* **Problem to solve**
Please return every line below that contains the string "wheat".

* **Entries shown**
=-=-=-=-=
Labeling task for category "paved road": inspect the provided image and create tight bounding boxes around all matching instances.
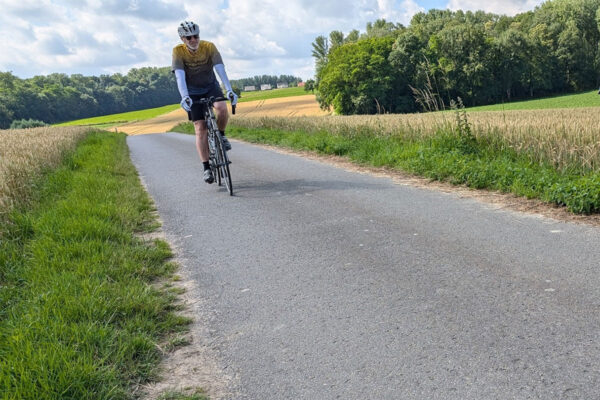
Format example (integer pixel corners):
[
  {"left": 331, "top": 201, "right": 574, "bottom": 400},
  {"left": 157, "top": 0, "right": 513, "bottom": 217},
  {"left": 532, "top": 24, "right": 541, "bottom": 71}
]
[{"left": 128, "top": 132, "right": 600, "bottom": 400}]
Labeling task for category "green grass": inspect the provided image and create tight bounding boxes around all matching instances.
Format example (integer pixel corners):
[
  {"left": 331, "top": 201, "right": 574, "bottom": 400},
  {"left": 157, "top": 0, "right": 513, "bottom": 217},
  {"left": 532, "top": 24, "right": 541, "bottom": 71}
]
[
  {"left": 467, "top": 90, "right": 600, "bottom": 111},
  {"left": 0, "top": 131, "right": 191, "bottom": 399},
  {"left": 174, "top": 120, "right": 600, "bottom": 214},
  {"left": 171, "top": 122, "right": 195, "bottom": 135},
  {"left": 238, "top": 86, "right": 308, "bottom": 103},
  {"left": 55, "top": 104, "right": 180, "bottom": 128}
]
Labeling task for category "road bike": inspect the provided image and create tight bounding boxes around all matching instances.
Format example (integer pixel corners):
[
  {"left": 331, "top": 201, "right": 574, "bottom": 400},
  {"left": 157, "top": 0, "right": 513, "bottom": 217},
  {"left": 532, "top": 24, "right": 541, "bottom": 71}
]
[{"left": 197, "top": 96, "right": 235, "bottom": 196}]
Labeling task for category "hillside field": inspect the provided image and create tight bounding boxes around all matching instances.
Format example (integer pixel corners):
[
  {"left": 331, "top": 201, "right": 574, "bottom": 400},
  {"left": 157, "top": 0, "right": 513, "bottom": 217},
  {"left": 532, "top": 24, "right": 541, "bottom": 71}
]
[
  {"left": 238, "top": 86, "right": 307, "bottom": 102},
  {"left": 467, "top": 90, "right": 600, "bottom": 111},
  {"left": 55, "top": 104, "right": 180, "bottom": 128}
]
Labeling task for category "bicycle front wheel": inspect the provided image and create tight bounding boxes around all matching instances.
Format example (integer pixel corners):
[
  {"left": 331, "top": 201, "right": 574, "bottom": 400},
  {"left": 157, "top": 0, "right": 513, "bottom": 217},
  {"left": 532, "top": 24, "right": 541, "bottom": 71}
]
[
  {"left": 215, "top": 133, "right": 233, "bottom": 196},
  {"left": 208, "top": 132, "right": 221, "bottom": 186}
]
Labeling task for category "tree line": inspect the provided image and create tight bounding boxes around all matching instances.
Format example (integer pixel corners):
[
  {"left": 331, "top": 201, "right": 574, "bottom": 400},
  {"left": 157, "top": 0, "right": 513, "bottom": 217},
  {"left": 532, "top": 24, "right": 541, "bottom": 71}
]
[
  {"left": 313, "top": 0, "right": 600, "bottom": 114},
  {"left": 0, "top": 67, "right": 181, "bottom": 129}
]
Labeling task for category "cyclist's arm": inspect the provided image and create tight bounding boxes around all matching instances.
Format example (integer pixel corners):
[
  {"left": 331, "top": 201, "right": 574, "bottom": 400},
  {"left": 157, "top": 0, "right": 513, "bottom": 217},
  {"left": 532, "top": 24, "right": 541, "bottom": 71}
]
[
  {"left": 174, "top": 69, "right": 189, "bottom": 98},
  {"left": 214, "top": 64, "right": 238, "bottom": 105},
  {"left": 214, "top": 64, "right": 232, "bottom": 92},
  {"left": 174, "top": 69, "right": 193, "bottom": 111}
]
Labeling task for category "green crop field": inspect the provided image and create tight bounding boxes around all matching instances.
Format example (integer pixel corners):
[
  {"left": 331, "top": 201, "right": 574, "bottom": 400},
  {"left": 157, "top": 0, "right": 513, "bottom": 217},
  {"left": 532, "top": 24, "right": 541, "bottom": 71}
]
[
  {"left": 238, "top": 86, "right": 307, "bottom": 103},
  {"left": 55, "top": 104, "right": 180, "bottom": 128},
  {"left": 467, "top": 90, "right": 600, "bottom": 111}
]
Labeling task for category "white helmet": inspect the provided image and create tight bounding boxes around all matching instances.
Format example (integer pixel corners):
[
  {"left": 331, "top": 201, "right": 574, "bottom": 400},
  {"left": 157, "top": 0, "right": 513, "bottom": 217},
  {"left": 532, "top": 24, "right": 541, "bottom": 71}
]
[{"left": 178, "top": 21, "right": 199, "bottom": 37}]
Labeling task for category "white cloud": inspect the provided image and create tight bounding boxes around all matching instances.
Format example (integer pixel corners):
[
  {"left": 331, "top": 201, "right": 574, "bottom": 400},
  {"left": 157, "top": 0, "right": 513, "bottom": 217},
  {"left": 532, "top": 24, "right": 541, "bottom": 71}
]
[
  {"left": 446, "top": 0, "right": 544, "bottom": 16},
  {"left": 377, "top": 0, "right": 425, "bottom": 24},
  {"left": 0, "top": 0, "right": 545, "bottom": 81}
]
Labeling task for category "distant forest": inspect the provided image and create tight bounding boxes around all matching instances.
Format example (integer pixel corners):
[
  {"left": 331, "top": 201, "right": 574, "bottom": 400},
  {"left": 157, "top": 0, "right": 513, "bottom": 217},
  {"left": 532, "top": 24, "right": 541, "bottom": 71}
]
[{"left": 0, "top": 67, "right": 180, "bottom": 129}]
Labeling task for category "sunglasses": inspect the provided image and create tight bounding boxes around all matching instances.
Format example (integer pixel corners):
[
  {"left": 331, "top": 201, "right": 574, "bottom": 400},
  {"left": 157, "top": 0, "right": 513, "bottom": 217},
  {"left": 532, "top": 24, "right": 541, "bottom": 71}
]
[{"left": 185, "top": 35, "right": 199, "bottom": 40}]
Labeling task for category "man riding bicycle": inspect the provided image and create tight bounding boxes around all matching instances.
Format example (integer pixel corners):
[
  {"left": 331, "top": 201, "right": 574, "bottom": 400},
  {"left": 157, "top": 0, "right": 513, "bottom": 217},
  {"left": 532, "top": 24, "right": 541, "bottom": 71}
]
[{"left": 172, "top": 20, "right": 238, "bottom": 184}]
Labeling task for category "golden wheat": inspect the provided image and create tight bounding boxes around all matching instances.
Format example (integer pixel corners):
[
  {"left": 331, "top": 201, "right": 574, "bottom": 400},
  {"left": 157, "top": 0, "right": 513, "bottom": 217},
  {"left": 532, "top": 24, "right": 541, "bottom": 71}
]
[
  {"left": 0, "top": 126, "right": 91, "bottom": 213},
  {"left": 231, "top": 106, "right": 600, "bottom": 171}
]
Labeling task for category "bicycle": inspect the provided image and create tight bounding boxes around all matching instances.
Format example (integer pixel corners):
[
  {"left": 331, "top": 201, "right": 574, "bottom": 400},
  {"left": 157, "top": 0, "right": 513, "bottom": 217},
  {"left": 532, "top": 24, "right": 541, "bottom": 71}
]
[{"left": 197, "top": 96, "right": 235, "bottom": 196}]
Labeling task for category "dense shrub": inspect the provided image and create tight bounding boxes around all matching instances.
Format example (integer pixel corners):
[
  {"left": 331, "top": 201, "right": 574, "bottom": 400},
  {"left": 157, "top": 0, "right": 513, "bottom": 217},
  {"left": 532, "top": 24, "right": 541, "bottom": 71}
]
[{"left": 9, "top": 119, "right": 48, "bottom": 129}]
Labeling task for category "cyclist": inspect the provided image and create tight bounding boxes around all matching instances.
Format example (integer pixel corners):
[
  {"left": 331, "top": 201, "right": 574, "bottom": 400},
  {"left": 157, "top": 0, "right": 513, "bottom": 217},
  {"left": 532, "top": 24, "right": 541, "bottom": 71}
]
[{"left": 172, "top": 20, "right": 238, "bottom": 184}]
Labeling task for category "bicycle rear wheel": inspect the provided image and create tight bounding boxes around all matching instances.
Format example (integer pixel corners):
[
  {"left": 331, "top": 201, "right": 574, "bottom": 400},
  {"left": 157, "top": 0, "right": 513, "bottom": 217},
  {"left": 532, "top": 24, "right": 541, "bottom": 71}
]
[{"left": 215, "top": 132, "right": 233, "bottom": 196}]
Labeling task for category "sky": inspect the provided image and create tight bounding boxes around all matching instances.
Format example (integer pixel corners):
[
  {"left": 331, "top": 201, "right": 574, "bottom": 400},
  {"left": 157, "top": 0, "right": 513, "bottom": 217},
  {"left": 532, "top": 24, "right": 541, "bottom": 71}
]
[{"left": 0, "top": 0, "right": 545, "bottom": 81}]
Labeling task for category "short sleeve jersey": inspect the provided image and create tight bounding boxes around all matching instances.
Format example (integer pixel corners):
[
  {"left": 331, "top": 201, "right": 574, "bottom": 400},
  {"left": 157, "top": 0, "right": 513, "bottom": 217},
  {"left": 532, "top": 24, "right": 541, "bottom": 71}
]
[{"left": 172, "top": 41, "right": 224, "bottom": 95}]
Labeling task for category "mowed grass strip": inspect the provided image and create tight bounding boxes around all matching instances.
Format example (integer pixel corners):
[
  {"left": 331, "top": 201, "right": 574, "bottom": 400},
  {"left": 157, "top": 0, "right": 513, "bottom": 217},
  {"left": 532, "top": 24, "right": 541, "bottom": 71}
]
[
  {"left": 467, "top": 90, "right": 600, "bottom": 111},
  {"left": 55, "top": 104, "right": 180, "bottom": 128},
  {"left": 171, "top": 115, "right": 600, "bottom": 214},
  {"left": 237, "top": 86, "right": 307, "bottom": 103},
  {"left": 0, "top": 131, "right": 190, "bottom": 398}
]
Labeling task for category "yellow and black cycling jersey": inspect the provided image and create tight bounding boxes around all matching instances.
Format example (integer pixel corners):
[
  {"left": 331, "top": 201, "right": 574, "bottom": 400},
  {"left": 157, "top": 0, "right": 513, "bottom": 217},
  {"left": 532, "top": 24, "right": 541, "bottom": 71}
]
[{"left": 172, "top": 41, "right": 224, "bottom": 95}]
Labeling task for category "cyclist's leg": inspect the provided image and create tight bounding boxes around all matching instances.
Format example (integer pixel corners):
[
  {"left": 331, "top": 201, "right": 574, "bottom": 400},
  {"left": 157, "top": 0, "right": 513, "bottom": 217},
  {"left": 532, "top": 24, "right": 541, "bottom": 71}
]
[
  {"left": 189, "top": 96, "right": 209, "bottom": 162},
  {"left": 193, "top": 120, "right": 209, "bottom": 162},
  {"left": 214, "top": 101, "right": 229, "bottom": 132},
  {"left": 214, "top": 101, "right": 232, "bottom": 150},
  {"left": 194, "top": 120, "right": 214, "bottom": 184}
]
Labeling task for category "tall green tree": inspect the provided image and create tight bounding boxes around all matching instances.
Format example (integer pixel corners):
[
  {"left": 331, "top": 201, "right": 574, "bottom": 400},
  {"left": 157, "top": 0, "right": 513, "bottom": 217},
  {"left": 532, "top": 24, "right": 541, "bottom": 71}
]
[
  {"left": 345, "top": 30, "right": 360, "bottom": 44},
  {"left": 362, "top": 19, "right": 404, "bottom": 38},
  {"left": 329, "top": 31, "right": 345, "bottom": 52},
  {"left": 318, "top": 37, "right": 407, "bottom": 114},
  {"left": 311, "top": 35, "right": 330, "bottom": 79}
]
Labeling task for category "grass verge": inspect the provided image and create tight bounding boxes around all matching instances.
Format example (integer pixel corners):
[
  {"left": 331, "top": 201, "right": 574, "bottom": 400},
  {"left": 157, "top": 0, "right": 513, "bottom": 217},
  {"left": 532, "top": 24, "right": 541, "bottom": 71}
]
[
  {"left": 0, "top": 131, "right": 190, "bottom": 398},
  {"left": 172, "top": 119, "right": 600, "bottom": 214}
]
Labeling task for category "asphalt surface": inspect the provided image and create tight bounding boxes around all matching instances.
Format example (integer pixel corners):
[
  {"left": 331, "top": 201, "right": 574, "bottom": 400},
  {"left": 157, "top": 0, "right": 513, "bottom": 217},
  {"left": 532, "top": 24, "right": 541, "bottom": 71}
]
[{"left": 127, "top": 132, "right": 600, "bottom": 400}]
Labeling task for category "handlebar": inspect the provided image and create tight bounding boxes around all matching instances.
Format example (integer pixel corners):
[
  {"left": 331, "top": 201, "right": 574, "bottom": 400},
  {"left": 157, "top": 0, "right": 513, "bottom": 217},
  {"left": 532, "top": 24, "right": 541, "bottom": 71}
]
[{"left": 197, "top": 96, "right": 236, "bottom": 115}]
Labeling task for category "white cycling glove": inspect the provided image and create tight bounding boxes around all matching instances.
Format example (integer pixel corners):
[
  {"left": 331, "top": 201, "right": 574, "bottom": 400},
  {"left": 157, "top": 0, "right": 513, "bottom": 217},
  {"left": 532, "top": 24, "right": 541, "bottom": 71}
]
[
  {"left": 180, "top": 96, "right": 192, "bottom": 112},
  {"left": 174, "top": 69, "right": 192, "bottom": 111},
  {"left": 214, "top": 64, "right": 238, "bottom": 105},
  {"left": 226, "top": 90, "right": 238, "bottom": 106}
]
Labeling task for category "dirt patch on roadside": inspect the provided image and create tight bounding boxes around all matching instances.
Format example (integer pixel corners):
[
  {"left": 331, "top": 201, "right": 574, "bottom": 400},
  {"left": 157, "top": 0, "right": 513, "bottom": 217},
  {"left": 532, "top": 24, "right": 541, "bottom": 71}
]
[
  {"left": 134, "top": 188, "right": 233, "bottom": 400},
  {"left": 141, "top": 266, "right": 233, "bottom": 400}
]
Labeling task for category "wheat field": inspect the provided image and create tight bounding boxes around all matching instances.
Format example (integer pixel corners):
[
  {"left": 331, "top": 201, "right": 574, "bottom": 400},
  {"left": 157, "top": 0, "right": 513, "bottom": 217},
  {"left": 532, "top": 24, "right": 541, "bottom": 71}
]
[
  {"left": 231, "top": 106, "right": 600, "bottom": 171},
  {"left": 0, "top": 126, "right": 90, "bottom": 213}
]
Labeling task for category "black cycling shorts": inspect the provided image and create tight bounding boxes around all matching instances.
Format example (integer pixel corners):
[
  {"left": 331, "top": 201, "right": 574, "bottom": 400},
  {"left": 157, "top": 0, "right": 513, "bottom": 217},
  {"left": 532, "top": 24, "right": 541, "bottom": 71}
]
[{"left": 188, "top": 84, "right": 224, "bottom": 122}]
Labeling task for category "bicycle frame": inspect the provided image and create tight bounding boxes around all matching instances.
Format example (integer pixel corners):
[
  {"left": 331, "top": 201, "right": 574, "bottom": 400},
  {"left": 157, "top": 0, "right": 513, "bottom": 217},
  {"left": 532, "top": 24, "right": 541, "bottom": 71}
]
[{"left": 198, "top": 96, "right": 234, "bottom": 195}]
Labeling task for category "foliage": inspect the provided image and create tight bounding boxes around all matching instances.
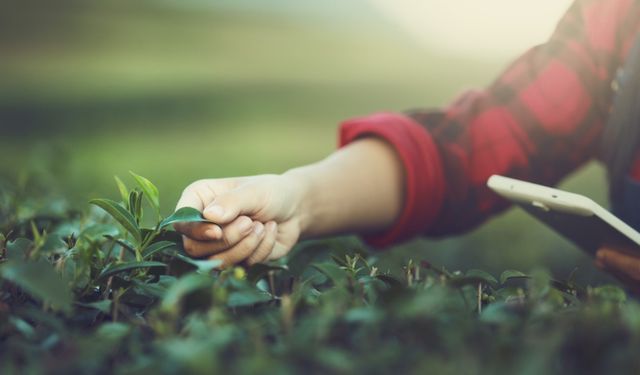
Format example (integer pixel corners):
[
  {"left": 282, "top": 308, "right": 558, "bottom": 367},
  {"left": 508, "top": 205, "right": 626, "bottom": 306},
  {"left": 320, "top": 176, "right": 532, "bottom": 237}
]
[{"left": 1, "top": 175, "right": 640, "bottom": 374}]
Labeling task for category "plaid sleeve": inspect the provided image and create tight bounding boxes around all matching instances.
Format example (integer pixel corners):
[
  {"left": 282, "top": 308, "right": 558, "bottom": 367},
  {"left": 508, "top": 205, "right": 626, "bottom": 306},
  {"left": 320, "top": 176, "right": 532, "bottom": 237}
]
[{"left": 339, "top": 0, "right": 640, "bottom": 247}]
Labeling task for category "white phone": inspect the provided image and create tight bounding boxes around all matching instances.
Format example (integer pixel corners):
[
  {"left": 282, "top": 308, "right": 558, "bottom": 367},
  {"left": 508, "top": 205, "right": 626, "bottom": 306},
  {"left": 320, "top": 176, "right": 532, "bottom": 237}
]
[{"left": 487, "top": 175, "right": 640, "bottom": 255}]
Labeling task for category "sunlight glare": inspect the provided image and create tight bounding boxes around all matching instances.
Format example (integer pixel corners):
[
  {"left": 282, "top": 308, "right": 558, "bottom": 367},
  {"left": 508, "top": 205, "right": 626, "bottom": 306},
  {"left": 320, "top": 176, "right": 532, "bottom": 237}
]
[{"left": 370, "top": 0, "right": 572, "bottom": 59}]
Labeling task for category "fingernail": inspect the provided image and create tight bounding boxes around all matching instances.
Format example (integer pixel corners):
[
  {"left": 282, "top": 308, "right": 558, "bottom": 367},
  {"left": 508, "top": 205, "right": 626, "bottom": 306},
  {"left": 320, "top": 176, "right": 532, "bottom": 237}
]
[
  {"left": 238, "top": 218, "right": 253, "bottom": 234},
  {"left": 205, "top": 205, "right": 225, "bottom": 219},
  {"left": 205, "top": 227, "right": 220, "bottom": 240},
  {"left": 596, "top": 250, "right": 605, "bottom": 260},
  {"left": 254, "top": 222, "right": 265, "bottom": 236},
  {"left": 268, "top": 222, "right": 277, "bottom": 233}
]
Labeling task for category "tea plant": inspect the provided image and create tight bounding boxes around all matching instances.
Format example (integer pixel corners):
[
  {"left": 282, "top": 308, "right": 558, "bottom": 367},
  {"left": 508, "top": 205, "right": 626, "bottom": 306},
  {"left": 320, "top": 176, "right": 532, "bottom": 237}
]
[{"left": 1, "top": 174, "right": 640, "bottom": 374}]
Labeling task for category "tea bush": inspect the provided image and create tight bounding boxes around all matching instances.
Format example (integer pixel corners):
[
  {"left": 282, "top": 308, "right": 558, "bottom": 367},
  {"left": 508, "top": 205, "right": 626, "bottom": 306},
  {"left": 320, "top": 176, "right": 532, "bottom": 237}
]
[{"left": 1, "top": 174, "right": 640, "bottom": 374}]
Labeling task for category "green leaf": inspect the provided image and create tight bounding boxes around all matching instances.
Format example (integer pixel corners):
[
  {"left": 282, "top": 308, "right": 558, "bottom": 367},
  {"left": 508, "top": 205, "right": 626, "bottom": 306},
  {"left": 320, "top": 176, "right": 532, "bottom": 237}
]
=-=-=-=-=
* **Answer section**
Labeling task for category "golden wheat": inspect the provided image and create tight bounding boxes around all matching instances.
Labeling task for category "wheat field": inspect the provided image and create tight bounding boxes around all matching instances.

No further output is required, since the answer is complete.